▸ Work to complete
Copy the listing below in full, exactly.

** Opening Data to use block **

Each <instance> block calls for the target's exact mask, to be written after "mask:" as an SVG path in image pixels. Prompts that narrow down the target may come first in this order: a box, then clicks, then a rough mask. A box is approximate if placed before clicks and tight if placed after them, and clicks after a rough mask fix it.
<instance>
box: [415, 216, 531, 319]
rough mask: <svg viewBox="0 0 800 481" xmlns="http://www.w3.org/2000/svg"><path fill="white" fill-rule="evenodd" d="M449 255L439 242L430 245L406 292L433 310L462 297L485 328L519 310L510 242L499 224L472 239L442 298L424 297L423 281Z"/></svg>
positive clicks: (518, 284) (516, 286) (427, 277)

** Closing Data to use block **

▸ Solution for this problem
Each <instance> block calls for the target's exact mask, to be written after "mask:" as an SVG path in image pixels. Prompts that narrow down the target may come first in this order: a box, then clicks, then a rough mask. A box is approximate if placed before clicks and tight if placed after them, and clicks after a rough mask fix it.
<instance>
box: [415, 216, 531, 319]
rough mask: <svg viewBox="0 0 800 481" xmlns="http://www.w3.org/2000/svg"><path fill="white" fill-rule="evenodd" d="M449 255L439 242L430 245L406 292L433 310L462 297L485 328L519 310L510 242L499 224L472 239L442 298L424 297L423 281Z"/></svg>
positive clicks: (518, 284) (516, 286) (427, 277)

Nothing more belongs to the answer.